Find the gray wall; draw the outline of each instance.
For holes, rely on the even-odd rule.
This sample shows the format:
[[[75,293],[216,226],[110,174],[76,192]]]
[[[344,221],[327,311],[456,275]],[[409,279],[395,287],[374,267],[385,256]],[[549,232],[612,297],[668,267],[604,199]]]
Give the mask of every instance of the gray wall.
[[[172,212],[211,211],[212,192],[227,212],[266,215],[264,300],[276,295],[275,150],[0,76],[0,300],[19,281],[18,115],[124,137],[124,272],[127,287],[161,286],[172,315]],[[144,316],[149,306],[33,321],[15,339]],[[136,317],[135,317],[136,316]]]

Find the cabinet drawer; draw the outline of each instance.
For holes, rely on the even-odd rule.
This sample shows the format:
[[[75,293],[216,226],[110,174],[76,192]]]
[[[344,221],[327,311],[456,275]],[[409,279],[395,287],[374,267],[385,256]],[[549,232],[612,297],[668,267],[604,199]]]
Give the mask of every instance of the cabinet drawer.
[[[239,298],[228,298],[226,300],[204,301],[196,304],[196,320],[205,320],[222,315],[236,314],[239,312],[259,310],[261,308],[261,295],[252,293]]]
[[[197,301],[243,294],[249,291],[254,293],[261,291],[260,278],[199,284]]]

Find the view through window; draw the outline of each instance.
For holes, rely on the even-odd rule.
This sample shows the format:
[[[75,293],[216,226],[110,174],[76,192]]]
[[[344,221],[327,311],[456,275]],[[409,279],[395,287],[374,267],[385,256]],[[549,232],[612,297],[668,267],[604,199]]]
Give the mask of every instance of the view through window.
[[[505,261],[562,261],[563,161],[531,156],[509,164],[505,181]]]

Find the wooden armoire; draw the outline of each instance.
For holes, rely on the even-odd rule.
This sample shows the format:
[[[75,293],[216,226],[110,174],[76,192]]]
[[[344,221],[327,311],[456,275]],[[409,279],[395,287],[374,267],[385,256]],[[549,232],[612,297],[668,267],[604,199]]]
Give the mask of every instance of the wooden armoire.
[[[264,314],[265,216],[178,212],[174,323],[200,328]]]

====

EXERCISE DESCRIPTION. Can you convert the lines in the entries above, from the line containing "Find the view" through the line containing "[[[505,261],[562,261],[563,161],[531,156],[509,164],[505,181]]]", both included, into a numbered list that leaves out any blank lines?

THE RESULT.
1. Find the view through window; draw the outline of each instance.
2. For holes, rely on the even-odd rule.
3. This sample shows the format:
4. [[[75,293],[216,226],[110,174],[76,192]]]
5. [[[344,221],[327,311],[456,275]],[[409,279],[395,287],[374,267],[385,256]],[[549,232],[612,297],[668,267],[604,199]]]
6. Give the mask of every instance of the view through window.
7. [[[505,261],[562,261],[563,161],[531,156],[509,164],[505,181]]]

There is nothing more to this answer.